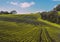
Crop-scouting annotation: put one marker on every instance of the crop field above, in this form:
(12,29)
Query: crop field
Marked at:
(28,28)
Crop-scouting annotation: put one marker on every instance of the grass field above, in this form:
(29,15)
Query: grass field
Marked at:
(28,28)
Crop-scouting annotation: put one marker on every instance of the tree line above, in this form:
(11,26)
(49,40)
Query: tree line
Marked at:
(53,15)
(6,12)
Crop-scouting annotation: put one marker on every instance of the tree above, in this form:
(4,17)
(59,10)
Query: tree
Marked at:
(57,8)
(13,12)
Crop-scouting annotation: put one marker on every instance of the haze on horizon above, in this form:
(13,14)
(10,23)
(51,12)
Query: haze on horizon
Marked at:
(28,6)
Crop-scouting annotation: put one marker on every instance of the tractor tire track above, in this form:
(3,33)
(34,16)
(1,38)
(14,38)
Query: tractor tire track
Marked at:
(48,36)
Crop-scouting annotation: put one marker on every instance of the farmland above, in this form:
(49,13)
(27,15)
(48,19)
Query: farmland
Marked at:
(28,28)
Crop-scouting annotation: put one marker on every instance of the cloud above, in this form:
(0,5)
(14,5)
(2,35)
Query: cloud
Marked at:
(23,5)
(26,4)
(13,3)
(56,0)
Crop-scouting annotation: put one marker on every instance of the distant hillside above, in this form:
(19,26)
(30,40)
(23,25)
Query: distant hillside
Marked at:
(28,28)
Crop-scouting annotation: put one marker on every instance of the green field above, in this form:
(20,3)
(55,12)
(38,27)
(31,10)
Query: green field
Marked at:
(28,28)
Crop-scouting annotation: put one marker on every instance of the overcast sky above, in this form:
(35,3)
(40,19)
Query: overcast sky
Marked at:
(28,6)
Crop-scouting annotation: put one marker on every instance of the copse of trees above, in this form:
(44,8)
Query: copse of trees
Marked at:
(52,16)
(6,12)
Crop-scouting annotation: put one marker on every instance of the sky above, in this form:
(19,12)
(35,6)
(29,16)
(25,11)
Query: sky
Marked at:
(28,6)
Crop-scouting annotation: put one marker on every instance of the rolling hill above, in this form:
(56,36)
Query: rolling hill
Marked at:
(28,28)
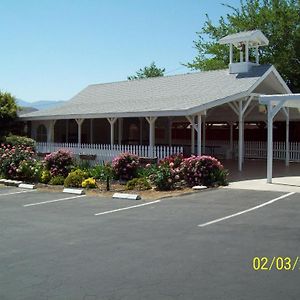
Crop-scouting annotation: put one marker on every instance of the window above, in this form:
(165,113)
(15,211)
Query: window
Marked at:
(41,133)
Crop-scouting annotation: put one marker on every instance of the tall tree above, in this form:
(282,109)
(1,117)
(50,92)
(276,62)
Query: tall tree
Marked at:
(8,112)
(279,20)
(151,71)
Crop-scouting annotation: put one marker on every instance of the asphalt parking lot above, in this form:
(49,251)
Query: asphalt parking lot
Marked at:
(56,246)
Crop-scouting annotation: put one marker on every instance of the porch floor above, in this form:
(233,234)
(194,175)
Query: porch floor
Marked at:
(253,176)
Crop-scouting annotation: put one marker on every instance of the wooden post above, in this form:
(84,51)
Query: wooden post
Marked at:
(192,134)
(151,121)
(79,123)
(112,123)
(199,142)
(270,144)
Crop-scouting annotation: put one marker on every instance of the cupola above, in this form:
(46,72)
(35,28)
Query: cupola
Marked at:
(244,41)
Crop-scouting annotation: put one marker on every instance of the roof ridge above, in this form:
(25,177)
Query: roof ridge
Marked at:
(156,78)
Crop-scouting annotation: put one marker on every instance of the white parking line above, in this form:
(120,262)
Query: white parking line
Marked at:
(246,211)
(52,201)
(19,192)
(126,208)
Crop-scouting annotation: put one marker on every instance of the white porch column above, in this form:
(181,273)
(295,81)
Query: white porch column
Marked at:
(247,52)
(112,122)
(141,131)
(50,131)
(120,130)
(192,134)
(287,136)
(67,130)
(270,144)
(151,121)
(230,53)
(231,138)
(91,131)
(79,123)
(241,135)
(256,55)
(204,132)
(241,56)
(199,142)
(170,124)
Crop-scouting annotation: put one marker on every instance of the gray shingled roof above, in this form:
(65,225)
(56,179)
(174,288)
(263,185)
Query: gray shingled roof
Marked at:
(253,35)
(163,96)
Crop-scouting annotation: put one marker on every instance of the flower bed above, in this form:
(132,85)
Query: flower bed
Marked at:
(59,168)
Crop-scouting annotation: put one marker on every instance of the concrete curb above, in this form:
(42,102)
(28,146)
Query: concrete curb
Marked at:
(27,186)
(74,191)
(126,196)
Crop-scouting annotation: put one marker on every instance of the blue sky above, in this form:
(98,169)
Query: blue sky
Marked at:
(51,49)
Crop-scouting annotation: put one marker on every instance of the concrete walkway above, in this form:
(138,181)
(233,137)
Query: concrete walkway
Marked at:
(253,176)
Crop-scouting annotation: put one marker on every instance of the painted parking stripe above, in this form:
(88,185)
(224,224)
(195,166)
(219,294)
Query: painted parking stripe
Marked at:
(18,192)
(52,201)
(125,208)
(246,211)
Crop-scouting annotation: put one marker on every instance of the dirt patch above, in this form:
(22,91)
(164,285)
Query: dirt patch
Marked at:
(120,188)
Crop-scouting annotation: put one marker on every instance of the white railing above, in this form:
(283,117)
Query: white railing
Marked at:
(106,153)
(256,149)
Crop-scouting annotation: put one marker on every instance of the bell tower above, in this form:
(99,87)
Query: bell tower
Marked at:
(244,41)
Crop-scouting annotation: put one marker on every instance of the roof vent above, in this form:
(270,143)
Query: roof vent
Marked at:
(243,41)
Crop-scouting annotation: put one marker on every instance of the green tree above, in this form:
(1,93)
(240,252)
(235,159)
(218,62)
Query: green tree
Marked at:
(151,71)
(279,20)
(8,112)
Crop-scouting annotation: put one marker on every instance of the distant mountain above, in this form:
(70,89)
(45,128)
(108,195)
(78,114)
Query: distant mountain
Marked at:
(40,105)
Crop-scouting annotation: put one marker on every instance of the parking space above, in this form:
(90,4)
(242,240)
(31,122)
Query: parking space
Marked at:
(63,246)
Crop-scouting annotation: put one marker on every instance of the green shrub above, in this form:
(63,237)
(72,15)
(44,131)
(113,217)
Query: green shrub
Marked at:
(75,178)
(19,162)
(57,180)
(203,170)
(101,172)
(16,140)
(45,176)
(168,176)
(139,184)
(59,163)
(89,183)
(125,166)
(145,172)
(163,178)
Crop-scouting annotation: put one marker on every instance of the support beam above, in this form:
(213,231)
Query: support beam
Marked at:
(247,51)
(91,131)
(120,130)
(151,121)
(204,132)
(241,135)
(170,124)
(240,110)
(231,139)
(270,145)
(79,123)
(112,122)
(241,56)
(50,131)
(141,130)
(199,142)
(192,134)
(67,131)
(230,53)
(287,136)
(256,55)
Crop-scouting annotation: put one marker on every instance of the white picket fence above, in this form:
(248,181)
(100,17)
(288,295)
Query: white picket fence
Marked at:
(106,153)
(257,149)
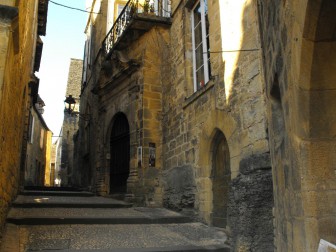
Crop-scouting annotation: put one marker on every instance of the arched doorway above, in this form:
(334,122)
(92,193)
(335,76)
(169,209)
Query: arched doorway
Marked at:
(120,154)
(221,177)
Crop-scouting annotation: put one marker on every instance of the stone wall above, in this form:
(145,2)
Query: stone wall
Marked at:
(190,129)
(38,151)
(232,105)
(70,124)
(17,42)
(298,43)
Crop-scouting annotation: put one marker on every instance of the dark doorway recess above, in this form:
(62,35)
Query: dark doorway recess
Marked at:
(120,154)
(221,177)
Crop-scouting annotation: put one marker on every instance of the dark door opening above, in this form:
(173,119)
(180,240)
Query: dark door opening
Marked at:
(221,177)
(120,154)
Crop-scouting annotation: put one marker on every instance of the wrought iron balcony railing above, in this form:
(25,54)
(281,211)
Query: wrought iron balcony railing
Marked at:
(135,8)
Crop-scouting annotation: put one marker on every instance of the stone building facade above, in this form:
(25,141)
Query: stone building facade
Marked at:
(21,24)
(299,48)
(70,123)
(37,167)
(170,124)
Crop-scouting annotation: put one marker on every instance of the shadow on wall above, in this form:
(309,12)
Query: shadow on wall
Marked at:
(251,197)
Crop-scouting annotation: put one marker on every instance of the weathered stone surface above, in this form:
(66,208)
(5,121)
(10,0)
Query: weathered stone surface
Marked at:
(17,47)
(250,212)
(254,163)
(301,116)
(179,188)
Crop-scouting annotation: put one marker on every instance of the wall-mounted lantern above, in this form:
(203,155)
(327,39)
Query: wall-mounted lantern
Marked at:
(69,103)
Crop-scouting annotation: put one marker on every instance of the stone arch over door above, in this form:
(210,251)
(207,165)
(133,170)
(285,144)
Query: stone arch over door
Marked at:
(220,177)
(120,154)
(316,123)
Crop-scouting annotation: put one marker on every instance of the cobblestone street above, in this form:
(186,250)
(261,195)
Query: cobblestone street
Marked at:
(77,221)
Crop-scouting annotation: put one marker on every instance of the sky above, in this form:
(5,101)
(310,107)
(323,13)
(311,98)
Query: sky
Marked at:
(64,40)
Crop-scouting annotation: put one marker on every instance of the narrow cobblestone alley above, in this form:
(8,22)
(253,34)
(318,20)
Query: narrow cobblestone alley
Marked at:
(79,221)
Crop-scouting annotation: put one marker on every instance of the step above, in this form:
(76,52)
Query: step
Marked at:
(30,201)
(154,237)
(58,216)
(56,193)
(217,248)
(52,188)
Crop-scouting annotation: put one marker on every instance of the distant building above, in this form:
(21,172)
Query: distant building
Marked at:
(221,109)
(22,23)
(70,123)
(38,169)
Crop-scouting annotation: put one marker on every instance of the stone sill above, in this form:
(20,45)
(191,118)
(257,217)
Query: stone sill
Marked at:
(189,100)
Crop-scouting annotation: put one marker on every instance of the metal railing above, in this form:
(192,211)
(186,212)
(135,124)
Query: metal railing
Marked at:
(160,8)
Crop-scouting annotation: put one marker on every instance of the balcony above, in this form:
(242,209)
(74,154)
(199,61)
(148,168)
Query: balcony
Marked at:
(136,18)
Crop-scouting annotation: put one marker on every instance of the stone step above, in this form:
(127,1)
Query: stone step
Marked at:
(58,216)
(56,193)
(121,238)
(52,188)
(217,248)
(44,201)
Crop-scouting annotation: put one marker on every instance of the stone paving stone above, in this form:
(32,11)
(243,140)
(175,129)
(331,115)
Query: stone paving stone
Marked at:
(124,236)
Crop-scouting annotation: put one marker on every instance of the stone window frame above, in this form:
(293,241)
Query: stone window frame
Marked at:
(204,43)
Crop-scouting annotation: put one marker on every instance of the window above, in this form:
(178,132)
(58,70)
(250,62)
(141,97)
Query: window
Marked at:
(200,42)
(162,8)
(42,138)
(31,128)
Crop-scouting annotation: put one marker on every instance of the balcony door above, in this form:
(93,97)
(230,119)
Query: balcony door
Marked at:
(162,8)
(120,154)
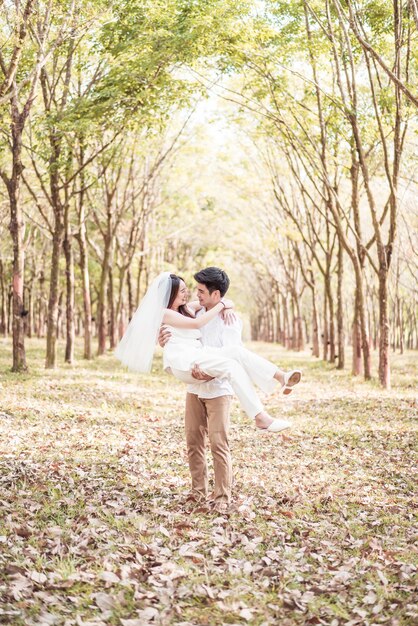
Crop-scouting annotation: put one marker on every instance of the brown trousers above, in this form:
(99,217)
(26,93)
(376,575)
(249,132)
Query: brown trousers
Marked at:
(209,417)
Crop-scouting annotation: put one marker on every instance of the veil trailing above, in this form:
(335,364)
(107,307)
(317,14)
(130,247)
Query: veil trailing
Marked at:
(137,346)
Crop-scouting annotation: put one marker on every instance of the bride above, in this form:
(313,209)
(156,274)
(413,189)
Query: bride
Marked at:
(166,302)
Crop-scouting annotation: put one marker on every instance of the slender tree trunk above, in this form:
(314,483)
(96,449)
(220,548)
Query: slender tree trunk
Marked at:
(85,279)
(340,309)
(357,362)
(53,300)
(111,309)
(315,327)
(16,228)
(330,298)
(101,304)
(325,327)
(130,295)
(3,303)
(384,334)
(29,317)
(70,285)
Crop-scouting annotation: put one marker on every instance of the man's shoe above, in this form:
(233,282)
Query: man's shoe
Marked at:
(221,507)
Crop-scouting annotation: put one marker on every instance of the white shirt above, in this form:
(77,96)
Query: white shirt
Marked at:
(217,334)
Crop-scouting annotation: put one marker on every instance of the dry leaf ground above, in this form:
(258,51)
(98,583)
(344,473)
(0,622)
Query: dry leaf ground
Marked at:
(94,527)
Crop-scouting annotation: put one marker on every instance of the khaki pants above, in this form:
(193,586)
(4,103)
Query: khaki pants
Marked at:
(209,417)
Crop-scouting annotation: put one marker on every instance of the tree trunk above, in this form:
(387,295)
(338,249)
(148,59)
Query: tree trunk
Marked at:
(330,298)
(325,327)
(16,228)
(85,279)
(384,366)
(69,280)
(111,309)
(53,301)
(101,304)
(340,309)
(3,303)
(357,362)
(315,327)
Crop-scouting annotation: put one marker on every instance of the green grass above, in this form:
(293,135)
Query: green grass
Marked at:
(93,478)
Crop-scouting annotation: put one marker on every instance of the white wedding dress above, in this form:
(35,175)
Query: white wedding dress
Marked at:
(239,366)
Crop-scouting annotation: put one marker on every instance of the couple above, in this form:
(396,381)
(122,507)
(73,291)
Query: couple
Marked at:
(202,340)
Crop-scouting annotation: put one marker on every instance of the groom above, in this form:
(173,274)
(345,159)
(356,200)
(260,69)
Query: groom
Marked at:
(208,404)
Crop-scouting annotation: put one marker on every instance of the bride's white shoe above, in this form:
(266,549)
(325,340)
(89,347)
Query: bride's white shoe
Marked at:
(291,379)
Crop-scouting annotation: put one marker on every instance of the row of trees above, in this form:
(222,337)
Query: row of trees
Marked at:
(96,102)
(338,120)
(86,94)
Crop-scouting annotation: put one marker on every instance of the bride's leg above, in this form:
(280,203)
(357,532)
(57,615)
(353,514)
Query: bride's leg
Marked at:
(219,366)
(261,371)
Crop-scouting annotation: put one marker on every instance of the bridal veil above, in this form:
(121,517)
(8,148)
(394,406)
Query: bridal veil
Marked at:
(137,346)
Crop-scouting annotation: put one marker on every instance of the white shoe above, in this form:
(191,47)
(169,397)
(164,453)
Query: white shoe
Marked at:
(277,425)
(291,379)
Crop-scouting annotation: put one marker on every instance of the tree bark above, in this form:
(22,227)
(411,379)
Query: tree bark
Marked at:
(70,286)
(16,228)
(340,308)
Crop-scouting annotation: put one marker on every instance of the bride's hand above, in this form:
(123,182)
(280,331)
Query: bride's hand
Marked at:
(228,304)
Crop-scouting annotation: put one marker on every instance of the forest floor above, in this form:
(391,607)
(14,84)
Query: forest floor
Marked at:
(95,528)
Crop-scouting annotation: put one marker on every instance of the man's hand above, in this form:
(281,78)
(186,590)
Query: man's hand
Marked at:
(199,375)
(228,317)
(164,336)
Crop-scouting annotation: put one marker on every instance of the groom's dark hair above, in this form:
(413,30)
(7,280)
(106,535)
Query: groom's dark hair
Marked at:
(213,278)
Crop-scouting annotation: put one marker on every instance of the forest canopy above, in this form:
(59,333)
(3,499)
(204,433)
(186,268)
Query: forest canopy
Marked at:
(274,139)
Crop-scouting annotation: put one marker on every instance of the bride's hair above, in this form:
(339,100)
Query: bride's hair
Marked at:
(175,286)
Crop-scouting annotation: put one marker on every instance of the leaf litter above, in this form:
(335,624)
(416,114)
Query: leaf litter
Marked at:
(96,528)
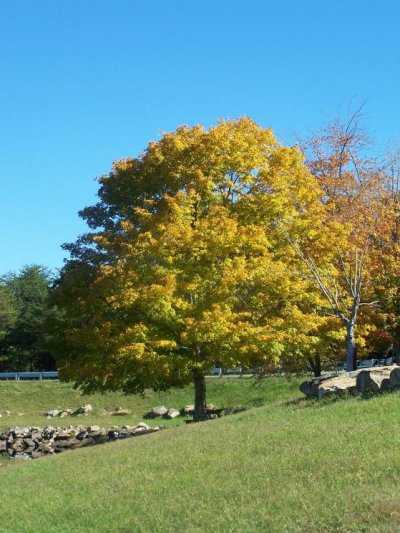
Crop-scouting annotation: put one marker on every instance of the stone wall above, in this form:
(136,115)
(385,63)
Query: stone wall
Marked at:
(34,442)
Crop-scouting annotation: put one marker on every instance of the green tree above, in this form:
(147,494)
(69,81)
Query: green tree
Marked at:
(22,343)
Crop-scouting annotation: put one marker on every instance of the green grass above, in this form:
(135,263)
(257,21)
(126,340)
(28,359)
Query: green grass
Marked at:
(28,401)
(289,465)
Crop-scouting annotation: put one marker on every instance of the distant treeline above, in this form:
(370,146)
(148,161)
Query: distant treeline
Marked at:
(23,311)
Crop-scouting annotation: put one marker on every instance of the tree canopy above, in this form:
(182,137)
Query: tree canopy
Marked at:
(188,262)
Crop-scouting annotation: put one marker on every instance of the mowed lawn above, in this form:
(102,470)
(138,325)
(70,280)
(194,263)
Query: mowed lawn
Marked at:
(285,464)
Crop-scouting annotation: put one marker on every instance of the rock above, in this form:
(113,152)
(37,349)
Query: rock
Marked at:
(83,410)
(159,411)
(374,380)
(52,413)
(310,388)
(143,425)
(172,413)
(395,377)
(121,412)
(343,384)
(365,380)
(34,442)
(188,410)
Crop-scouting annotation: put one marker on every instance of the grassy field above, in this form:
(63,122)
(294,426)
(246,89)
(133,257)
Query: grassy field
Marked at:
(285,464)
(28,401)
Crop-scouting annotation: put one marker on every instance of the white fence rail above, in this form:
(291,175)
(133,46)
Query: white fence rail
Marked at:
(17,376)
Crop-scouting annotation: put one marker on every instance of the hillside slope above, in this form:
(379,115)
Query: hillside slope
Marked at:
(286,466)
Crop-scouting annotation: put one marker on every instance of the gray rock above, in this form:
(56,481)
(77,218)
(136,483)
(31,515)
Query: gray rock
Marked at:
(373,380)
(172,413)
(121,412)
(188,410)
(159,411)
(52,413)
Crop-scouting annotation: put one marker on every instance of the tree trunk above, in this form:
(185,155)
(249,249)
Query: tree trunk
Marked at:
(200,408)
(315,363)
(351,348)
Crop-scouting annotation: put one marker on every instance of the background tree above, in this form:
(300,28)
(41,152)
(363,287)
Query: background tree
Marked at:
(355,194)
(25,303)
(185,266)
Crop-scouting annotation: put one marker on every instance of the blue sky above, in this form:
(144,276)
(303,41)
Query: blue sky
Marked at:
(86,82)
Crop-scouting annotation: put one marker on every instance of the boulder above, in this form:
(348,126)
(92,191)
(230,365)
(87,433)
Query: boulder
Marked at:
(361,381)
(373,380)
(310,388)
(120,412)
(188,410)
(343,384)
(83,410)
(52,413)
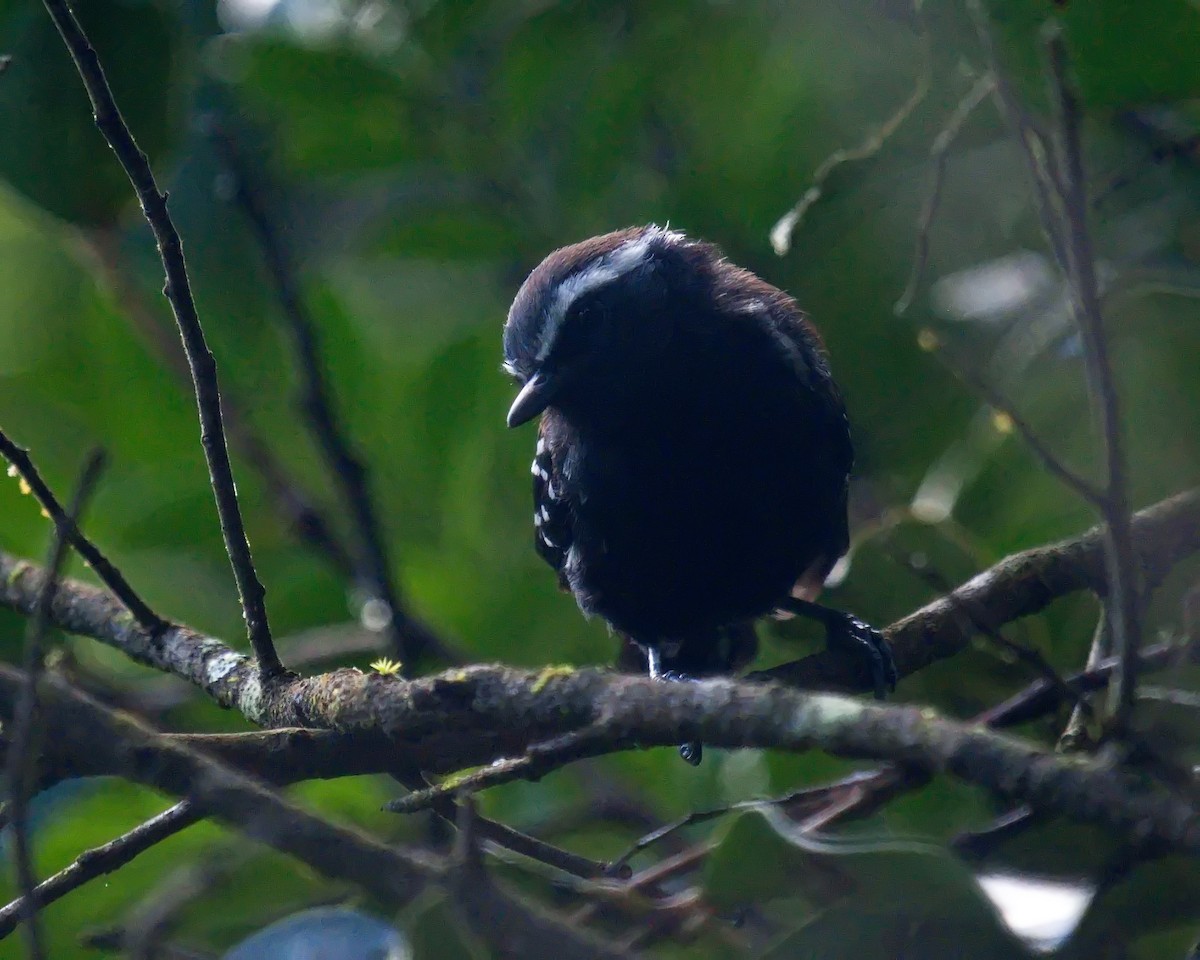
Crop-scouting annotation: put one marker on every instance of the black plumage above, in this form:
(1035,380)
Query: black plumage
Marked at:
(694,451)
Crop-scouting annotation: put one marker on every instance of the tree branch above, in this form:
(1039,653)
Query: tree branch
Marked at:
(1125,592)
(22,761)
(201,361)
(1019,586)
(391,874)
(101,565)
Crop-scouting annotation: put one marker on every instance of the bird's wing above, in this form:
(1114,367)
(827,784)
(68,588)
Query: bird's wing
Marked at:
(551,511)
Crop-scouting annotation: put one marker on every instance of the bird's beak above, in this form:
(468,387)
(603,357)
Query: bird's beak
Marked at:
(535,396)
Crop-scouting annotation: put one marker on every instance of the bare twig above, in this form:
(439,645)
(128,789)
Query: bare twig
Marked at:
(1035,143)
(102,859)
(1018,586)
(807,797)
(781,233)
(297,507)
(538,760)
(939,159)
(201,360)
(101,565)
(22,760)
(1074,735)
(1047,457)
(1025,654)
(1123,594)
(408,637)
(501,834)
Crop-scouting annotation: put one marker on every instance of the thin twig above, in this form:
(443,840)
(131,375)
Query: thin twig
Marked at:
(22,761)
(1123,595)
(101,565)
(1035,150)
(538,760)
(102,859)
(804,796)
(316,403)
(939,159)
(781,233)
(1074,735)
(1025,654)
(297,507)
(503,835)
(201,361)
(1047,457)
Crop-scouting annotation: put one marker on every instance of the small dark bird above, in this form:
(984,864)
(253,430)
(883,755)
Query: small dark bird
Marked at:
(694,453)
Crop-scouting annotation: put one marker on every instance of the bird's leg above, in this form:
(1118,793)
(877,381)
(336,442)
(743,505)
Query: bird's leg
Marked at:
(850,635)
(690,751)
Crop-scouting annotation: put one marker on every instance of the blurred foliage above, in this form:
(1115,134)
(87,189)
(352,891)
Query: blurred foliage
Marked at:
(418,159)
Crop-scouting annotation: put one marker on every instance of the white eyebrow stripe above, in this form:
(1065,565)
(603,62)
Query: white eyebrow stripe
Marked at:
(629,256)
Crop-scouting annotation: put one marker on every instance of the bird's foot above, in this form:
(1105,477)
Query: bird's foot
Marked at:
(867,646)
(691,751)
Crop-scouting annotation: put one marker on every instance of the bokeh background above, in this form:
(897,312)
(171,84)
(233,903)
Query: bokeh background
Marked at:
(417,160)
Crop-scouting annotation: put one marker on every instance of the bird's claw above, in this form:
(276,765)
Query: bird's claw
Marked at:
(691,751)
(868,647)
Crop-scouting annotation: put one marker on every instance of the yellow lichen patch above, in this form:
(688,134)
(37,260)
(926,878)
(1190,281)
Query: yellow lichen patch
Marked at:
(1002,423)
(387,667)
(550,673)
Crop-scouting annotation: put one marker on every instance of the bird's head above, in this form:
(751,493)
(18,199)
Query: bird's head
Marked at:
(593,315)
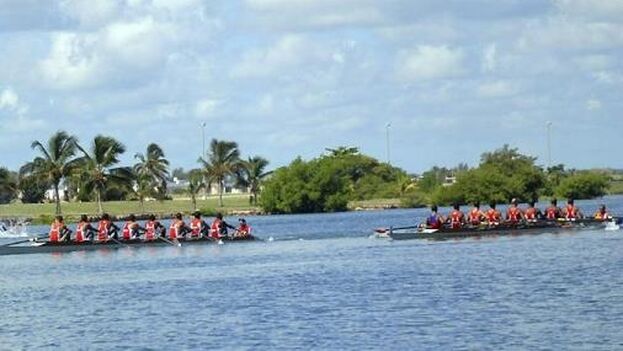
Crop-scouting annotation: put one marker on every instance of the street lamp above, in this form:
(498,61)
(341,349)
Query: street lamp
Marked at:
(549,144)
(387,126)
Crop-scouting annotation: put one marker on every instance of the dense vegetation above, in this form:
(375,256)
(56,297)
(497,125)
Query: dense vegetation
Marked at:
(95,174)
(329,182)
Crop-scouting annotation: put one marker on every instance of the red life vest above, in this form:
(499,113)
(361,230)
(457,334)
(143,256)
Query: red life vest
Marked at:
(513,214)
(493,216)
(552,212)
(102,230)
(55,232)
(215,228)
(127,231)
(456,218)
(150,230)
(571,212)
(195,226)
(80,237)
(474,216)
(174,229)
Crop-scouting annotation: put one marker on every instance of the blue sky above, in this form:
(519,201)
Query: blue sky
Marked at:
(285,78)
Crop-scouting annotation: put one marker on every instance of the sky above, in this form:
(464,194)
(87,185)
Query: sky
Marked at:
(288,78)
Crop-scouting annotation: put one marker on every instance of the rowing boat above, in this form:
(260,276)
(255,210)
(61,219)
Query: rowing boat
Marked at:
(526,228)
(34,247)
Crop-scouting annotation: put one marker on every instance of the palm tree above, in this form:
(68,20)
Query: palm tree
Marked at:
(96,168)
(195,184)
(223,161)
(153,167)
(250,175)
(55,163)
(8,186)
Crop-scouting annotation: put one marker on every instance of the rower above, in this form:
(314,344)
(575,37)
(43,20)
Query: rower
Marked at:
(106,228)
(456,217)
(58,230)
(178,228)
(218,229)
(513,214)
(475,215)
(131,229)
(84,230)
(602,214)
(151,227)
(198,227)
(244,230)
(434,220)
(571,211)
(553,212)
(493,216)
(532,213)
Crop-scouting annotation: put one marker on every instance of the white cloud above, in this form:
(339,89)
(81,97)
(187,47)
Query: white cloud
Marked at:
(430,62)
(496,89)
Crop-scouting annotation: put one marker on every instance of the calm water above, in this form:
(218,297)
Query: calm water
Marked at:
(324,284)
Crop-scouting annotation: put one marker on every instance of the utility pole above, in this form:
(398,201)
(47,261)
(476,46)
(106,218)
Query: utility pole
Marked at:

-- -- --

● **What to produce**: Quote the data above exactly from the line with "Query: bokeh background" to the line with "Query: dense vegetation", both ends counted, and nothing else. Pictures don't go in.

● **Answer to the problem**:
Query: bokeh background
Marked at:
(417,160)
Crop-scouting annotation: put one marker on every instance of the bird's claw above, in this form:
(276,765)
Query: bird's claw
Marked at:
(691,751)
(868,647)
Crop-scouting annotation: put one marker on every instance of the yellow lichen patch above, in this form:
(688,134)
(37,260)
(926,878)
(1190,281)
Query: yellow lichen patch
Marked at:
(1002,423)
(387,667)
(550,673)
Crop-scouting annotation: put one marker on every instance of the bird's head above, in this form:
(751,493)
(18,199)
Query: bird's head
Marked at:
(593,315)
Crop-scouting annotation: put one marker on every instance of the street lamp above, in this form:
(498,61)
(341,349)
Query: street lamp
Marked at:
(549,144)
(387,126)
Crop-scouting annotation: put one marker on every instance of the dense vegetation above, in this form:
(375,256)
(56,297)
(497,125)
Query: dense vegetation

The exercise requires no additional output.